WHAT IS EXPECTED
How many lines of the listing below contain the string "clock"? Reply with the number alone.

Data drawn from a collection
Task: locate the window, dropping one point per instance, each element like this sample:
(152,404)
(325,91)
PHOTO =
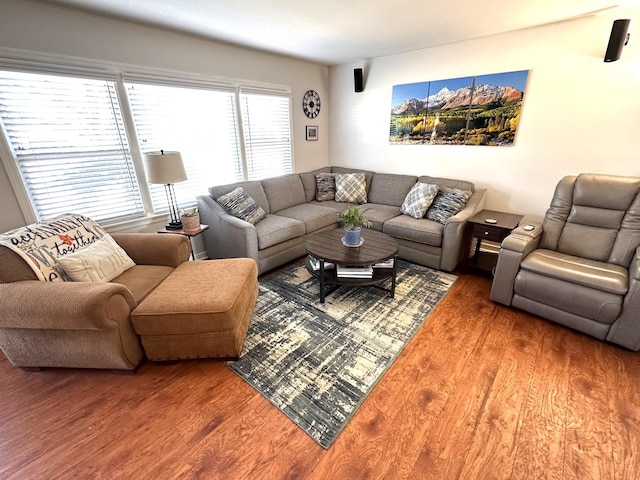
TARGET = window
(267,134)
(75,153)
(69,142)
(200,124)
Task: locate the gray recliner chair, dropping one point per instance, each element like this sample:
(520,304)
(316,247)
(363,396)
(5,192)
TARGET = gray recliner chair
(581,267)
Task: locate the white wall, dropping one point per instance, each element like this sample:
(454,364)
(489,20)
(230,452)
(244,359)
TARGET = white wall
(46,29)
(579,114)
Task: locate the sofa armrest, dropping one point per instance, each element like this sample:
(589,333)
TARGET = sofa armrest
(228,236)
(165,249)
(513,250)
(65,305)
(625,331)
(457,234)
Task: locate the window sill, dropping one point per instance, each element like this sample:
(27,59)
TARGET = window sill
(151,223)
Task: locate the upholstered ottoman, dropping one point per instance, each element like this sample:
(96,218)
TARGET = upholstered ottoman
(202,309)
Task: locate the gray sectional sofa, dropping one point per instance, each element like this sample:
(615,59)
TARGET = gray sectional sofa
(294,214)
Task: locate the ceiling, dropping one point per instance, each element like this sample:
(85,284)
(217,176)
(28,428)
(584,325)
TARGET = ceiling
(334,32)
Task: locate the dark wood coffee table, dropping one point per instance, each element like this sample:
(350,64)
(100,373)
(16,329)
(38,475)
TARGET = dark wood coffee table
(327,247)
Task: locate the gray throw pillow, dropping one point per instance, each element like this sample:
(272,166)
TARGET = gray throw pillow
(351,187)
(419,199)
(240,204)
(447,203)
(325,186)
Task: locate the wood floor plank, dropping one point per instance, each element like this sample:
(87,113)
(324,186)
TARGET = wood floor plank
(541,436)
(493,450)
(460,418)
(624,404)
(589,445)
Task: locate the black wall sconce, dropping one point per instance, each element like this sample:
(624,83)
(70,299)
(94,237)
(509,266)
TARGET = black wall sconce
(618,39)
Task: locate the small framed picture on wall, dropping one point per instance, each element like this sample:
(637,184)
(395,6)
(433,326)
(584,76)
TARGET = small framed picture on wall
(312,133)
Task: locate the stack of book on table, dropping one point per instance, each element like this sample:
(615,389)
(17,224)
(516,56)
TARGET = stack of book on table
(385,264)
(354,272)
(315,263)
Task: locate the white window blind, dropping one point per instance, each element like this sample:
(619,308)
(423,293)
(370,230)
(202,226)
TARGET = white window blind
(68,139)
(266,127)
(199,123)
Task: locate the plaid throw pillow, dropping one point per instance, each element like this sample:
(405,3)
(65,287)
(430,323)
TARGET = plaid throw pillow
(418,199)
(325,186)
(447,203)
(240,204)
(351,187)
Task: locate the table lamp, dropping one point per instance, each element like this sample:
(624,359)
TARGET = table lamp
(166,168)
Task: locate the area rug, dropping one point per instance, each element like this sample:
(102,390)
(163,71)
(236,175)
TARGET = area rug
(318,362)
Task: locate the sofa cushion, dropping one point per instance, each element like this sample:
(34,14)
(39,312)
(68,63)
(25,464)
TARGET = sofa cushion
(390,189)
(240,204)
(102,261)
(325,186)
(418,230)
(283,192)
(308,180)
(351,187)
(448,202)
(419,199)
(253,188)
(314,215)
(335,206)
(378,214)
(275,229)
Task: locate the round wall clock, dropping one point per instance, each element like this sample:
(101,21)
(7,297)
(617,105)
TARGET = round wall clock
(311,103)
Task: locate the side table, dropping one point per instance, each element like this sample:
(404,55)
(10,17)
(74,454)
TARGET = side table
(492,226)
(189,233)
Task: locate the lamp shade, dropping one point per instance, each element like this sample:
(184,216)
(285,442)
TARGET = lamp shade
(164,167)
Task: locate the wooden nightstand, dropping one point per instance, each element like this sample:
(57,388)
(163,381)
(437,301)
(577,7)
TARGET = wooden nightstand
(190,234)
(492,232)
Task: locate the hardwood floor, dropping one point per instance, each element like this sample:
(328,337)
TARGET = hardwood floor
(481,392)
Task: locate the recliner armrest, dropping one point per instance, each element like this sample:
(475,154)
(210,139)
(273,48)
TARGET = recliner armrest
(513,250)
(634,269)
(625,331)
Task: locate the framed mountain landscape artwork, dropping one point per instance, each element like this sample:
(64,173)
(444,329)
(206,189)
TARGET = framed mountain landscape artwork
(479,110)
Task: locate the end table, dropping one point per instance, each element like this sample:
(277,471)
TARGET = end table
(189,233)
(492,226)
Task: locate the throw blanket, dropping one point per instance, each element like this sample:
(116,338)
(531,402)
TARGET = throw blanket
(41,244)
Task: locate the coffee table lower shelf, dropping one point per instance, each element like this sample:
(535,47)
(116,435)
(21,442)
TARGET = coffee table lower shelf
(329,277)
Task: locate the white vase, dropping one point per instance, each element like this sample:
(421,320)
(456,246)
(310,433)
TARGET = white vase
(352,236)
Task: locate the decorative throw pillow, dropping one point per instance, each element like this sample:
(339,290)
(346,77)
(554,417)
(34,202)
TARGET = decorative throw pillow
(325,186)
(419,199)
(102,261)
(240,204)
(447,203)
(351,187)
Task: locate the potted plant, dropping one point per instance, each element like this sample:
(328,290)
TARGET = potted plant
(351,220)
(190,218)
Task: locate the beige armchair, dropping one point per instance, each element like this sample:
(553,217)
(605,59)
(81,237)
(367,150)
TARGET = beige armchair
(581,267)
(82,324)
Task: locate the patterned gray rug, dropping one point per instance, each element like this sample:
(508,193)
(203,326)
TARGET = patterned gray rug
(317,363)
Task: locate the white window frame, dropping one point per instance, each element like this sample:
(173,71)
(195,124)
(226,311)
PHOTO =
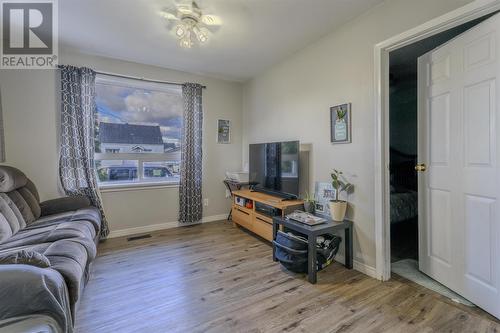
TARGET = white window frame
(141,158)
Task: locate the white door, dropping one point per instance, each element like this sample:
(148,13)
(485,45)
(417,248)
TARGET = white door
(459,143)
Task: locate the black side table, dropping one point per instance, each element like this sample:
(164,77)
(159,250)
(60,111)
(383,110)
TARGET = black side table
(312,232)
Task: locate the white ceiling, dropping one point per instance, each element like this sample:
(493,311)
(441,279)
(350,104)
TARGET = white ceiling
(254,35)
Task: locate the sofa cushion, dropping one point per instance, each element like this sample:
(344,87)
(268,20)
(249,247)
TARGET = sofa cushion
(11,179)
(31,200)
(12,216)
(65,204)
(25,257)
(70,258)
(51,233)
(22,205)
(90,214)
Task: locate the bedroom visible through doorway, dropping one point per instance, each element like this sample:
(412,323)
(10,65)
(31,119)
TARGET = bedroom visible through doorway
(403,129)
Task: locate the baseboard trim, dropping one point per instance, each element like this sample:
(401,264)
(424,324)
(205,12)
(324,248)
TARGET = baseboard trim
(365,269)
(160,226)
(359,266)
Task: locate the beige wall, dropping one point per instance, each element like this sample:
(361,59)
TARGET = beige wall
(30,100)
(291,101)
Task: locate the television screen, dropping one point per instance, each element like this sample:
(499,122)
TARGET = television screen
(274,167)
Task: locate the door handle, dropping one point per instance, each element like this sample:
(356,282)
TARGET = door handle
(421,167)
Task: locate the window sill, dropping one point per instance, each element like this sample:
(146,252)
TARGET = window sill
(106,188)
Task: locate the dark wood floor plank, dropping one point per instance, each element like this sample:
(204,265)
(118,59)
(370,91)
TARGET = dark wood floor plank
(215,277)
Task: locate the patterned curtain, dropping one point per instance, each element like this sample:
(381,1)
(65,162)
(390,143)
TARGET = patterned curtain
(190,201)
(2,134)
(78,116)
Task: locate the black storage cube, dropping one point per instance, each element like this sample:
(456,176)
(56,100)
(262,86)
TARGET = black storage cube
(291,251)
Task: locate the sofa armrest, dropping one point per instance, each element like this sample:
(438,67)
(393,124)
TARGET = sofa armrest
(30,323)
(25,257)
(65,204)
(27,290)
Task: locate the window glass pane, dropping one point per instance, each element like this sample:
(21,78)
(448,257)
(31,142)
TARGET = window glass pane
(138,118)
(161,171)
(134,117)
(116,171)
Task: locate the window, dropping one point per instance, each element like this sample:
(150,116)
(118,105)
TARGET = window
(138,129)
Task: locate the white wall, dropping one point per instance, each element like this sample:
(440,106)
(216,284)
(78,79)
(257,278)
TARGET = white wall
(30,100)
(292,99)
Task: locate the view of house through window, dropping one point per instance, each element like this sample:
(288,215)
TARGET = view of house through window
(138,129)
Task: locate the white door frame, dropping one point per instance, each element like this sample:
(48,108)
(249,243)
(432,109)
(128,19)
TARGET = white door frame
(452,19)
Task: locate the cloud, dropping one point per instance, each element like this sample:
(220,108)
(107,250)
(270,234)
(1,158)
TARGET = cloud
(141,106)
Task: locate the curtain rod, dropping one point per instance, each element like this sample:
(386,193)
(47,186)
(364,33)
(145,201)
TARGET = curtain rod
(141,78)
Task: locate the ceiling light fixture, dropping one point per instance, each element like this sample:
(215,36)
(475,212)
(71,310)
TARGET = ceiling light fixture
(190,24)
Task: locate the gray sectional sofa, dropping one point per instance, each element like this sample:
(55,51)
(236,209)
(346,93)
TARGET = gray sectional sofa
(46,249)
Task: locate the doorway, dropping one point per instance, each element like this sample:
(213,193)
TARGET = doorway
(403,140)
(404,157)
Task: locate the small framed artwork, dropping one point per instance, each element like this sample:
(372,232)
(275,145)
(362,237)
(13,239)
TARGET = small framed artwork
(223,131)
(340,123)
(324,192)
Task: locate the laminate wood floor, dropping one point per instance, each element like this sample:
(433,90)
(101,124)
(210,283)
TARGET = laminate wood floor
(215,277)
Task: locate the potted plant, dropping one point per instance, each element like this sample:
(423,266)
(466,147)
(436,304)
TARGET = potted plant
(338,207)
(309,203)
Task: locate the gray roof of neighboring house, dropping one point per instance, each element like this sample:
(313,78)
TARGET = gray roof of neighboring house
(129,133)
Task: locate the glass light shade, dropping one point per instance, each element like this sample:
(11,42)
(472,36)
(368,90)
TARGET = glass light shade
(180,30)
(201,34)
(186,42)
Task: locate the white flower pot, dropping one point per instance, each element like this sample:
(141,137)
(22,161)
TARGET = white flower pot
(337,210)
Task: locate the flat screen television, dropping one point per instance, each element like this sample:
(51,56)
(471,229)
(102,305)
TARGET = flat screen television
(274,168)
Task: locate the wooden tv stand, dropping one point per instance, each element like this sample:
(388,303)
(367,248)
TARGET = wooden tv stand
(256,222)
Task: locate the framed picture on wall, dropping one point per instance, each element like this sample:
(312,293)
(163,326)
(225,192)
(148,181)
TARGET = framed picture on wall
(340,123)
(323,193)
(223,131)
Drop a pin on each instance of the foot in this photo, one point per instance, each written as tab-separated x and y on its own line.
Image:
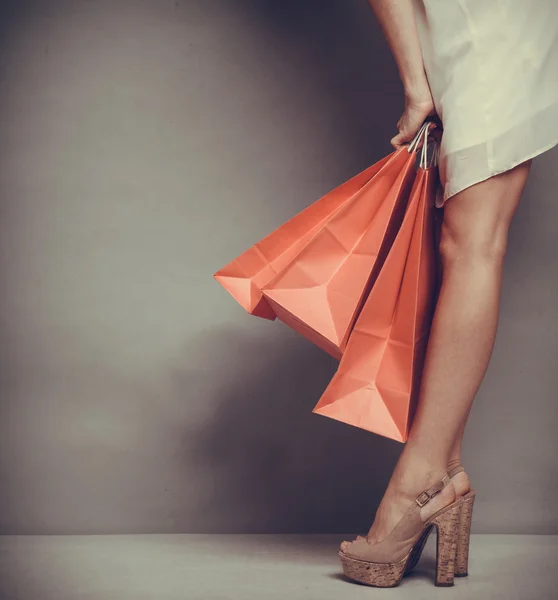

WRITTEN SOLUTION
2